Swap "Would you be able to give" for "Can you provide" everywhere in the records below and write them out again with nothing else altered. Leave the pictures out.

RECORDS SHOWN >>

--------------------------------------------------

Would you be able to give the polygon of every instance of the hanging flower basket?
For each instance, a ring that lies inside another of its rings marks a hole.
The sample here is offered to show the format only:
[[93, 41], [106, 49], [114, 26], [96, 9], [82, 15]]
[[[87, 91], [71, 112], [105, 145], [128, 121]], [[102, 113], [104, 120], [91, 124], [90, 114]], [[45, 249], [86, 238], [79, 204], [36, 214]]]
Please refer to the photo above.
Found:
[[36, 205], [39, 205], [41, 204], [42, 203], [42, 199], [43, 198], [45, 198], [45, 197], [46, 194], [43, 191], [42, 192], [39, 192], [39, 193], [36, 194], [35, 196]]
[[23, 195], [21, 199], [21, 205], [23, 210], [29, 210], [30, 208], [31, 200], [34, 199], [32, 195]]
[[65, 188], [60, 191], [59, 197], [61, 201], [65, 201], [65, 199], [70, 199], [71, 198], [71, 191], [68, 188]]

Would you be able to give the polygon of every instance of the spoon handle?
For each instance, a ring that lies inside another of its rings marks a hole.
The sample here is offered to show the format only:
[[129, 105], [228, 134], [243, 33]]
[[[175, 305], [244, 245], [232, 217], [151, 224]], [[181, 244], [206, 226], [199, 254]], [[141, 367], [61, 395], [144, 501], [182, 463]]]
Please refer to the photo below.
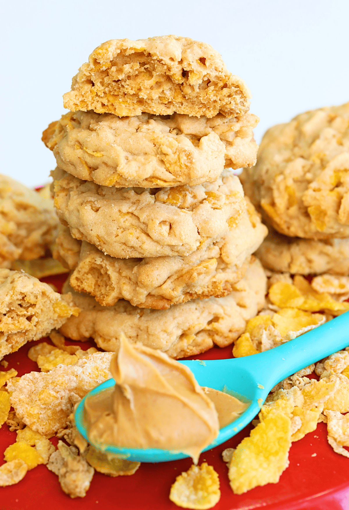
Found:
[[249, 356], [249, 368], [272, 387], [304, 367], [348, 345], [349, 312], [346, 312], [293, 340]]

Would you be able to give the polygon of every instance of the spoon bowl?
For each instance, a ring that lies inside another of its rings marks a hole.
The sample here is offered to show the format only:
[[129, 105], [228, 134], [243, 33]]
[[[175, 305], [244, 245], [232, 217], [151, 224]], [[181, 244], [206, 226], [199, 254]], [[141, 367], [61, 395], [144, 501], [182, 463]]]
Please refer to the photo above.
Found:
[[[182, 361], [201, 386], [207, 386], [251, 402], [236, 420], [221, 428], [203, 450], [210, 450], [235, 436], [258, 414], [272, 388], [295, 372], [349, 345], [349, 312], [279, 347], [244, 358], [204, 361]], [[114, 386], [110, 379], [90, 391], [80, 402], [75, 422], [88, 441], [84, 418], [86, 398]], [[96, 446], [96, 445], [95, 445]], [[101, 445], [98, 445], [100, 449]], [[187, 457], [185, 453], [159, 448], [125, 448], [103, 445], [103, 451], [140, 462], [165, 462]]]

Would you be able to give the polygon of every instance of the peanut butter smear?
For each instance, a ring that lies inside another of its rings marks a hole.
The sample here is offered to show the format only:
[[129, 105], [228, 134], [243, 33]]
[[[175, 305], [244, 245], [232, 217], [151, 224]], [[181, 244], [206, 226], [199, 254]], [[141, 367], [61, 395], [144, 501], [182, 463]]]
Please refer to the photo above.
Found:
[[223, 428], [236, 420], [250, 405], [231, 395], [212, 388], [203, 387], [204, 393], [210, 398], [218, 415], [220, 428]]
[[217, 412], [191, 371], [159, 350], [124, 336], [112, 359], [115, 388], [86, 399], [90, 442], [120, 448], [163, 448], [190, 455], [218, 435]]

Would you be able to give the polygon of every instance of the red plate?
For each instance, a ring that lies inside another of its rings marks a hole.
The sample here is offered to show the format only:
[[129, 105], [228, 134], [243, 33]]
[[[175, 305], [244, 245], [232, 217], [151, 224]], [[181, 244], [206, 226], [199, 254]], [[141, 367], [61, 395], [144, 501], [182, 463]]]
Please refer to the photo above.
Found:
[[[55, 284], [60, 290], [66, 275], [43, 279]], [[50, 342], [45, 339], [46, 341]], [[39, 342], [41, 341], [39, 341]], [[7, 370], [15, 368], [18, 375], [37, 370], [37, 365], [26, 353], [34, 343], [24, 345], [17, 352], [6, 356]], [[81, 343], [84, 349], [93, 341]], [[195, 359], [231, 358], [231, 347], [213, 348]], [[349, 461], [335, 453], [329, 445], [325, 423], [319, 423], [314, 432], [293, 443], [289, 453], [289, 466], [278, 483], [256, 487], [240, 496], [234, 494], [228, 478], [228, 470], [222, 460], [226, 448], [234, 448], [249, 434], [249, 426], [224, 444], [201, 454], [199, 463], [206, 461], [218, 473], [222, 496], [214, 510], [349, 510]], [[3, 452], [16, 440], [16, 432], [3, 425], [0, 449]], [[56, 444], [56, 438], [51, 439]], [[169, 499], [171, 485], [176, 476], [186, 471], [191, 459], [162, 464], [143, 464], [131, 476], [110, 478], [96, 473], [90, 490], [83, 498], [71, 499], [61, 490], [58, 477], [44, 466], [29, 471], [16, 485], [2, 488], [0, 510], [178, 510]]]

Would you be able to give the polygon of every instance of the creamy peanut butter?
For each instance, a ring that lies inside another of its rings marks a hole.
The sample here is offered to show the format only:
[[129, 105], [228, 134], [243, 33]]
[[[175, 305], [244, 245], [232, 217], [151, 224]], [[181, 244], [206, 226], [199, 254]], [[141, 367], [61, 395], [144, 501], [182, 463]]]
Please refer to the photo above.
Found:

--------------------------------------------------

RESULT OF THE TASK >>
Can you provide the polygon of every instance of the hanging flower basket?
For each instance, a ring that lies inside another of its rings marks a hole.
The sample here is offered to show the format only:
[[93, 41], [106, 49], [114, 26], [96, 9], [82, 15]]
[[[87, 91], [71, 112], [105, 145], [128, 121]], [[102, 113], [104, 120], [91, 124], [90, 114]], [[45, 249], [86, 238], [79, 204], [36, 214]]]
Please refer to the photo above.
Found:
[[36, 205], [39, 205], [41, 204], [42, 203], [42, 199], [43, 198], [45, 198], [45, 197], [46, 194], [43, 191], [42, 192], [39, 192], [39, 193], [36, 194], [35, 196]]
[[23, 195], [21, 199], [21, 205], [23, 210], [29, 210], [30, 208], [31, 200], [34, 199], [32, 195]]
[[65, 188], [60, 191], [59, 197], [61, 201], [65, 201], [65, 199], [70, 199], [71, 198], [71, 191], [68, 188]]

Can you provide the polygon of every instance of the spoon handle?
For each instance, a ring that lies inside another of its rings marks a hole.
The sample here is offered to show the format only:
[[129, 105], [228, 134], [243, 33]]
[[[175, 305], [244, 245], [232, 217], [151, 224]], [[181, 244], [206, 226], [199, 254]], [[141, 367], [61, 395], [144, 501], [182, 463]]]
Please refer to the photo below.
Found:
[[249, 356], [249, 368], [272, 387], [304, 367], [348, 345], [349, 312], [346, 312], [293, 340]]

Can you provide the polygon of every instance of the spoon bowl?
For each instance, a ring that lies inside another of its rings marks a hole.
The sample here is offered to show the format only:
[[129, 105], [228, 134], [243, 33]]
[[[175, 305], [244, 245], [232, 217], [151, 224]], [[181, 244], [206, 226], [199, 254]], [[141, 367], [61, 395], [144, 501], [182, 463]]]
Please refer to the photo above.
Found:
[[[182, 361], [201, 386], [207, 386], [251, 402], [236, 420], [221, 428], [203, 450], [210, 450], [235, 436], [258, 414], [272, 388], [295, 372], [349, 345], [349, 312], [279, 347], [244, 358], [204, 361]], [[114, 386], [110, 379], [90, 391], [80, 402], [75, 422], [88, 441], [84, 418], [86, 398]], [[96, 446], [96, 445], [95, 445]], [[101, 445], [98, 445], [100, 449]], [[187, 457], [185, 453], [159, 448], [125, 448], [103, 445], [103, 451], [140, 462], [165, 462]]]

Can you provide the polygon of every instance of the peanut butter smear?
For each instance, a ring that lies inside another of its rings marks a hole.
The sample here is offered to show the format only:
[[129, 105], [228, 134], [243, 33]]
[[[175, 305], [244, 245], [232, 217], [151, 224]], [[181, 244], [206, 226], [199, 254]], [[141, 367], [61, 395], [144, 501], [182, 463]]]
Please refer to the photo above.
Found:
[[223, 428], [236, 420], [250, 405], [231, 395], [212, 388], [203, 387], [204, 393], [210, 398], [218, 415], [220, 428]]
[[217, 412], [191, 371], [159, 350], [124, 336], [112, 359], [115, 388], [86, 399], [90, 442], [120, 448], [163, 448], [190, 455], [218, 435]]

Can you provide the polygon of every instance of the red plate?
For each instance, a ring that lies inside another of its rings marks a hole.
The sample here is offered to show the format only:
[[129, 105], [228, 134], [243, 33]]
[[[175, 305], [244, 245], [232, 217], [151, 224]], [[181, 244], [206, 226], [199, 254]], [[141, 367], [61, 395], [144, 501], [182, 463]]]
Please refer to the photo above.
Found:
[[[55, 284], [60, 290], [66, 275], [43, 279]], [[50, 342], [45, 339], [46, 341]], [[39, 342], [41, 341], [39, 341]], [[7, 370], [15, 368], [18, 375], [37, 370], [37, 365], [26, 353], [34, 343], [24, 345], [17, 352], [6, 356]], [[81, 343], [84, 349], [93, 341]], [[195, 359], [231, 358], [231, 347], [213, 348]], [[349, 461], [335, 453], [329, 445], [325, 423], [319, 423], [314, 432], [293, 443], [289, 453], [289, 466], [278, 483], [256, 487], [240, 496], [234, 494], [228, 478], [228, 470], [222, 460], [226, 448], [234, 448], [249, 434], [249, 426], [224, 444], [201, 454], [199, 463], [206, 461], [218, 473], [222, 496], [214, 510], [349, 510]], [[3, 452], [16, 440], [16, 432], [3, 425], [0, 449]], [[56, 444], [56, 438], [51, 439]], [[169, 499], [171, 485], [176, 476], [186, 471], [191, 459], [162, 464], [143, 464], [131, 476], [110, 478], [96, 473], [90, 490], [83, 498], [71, 499], [61, 490], [58, 477], [44, 466], [29, 471], [16, 485], [2, 488], [0, 510], [178, 510]]]

Can you provide the polygon of every instance of the creamy peanut butter?
For each instance, a ring that lies inside another of its rings marks a hole.
The sample here is offered to show the format only:
[[129, 105], [228, 134], [243, 33]]
[[[175, 305], [244, 245], [232, 217], [151, 224]], [[181, 244], [206, 226], [199, 254]], [[141, 367], [61, 395], [144, 501], [182, 463]]]
Please refer to the photo above.
Found:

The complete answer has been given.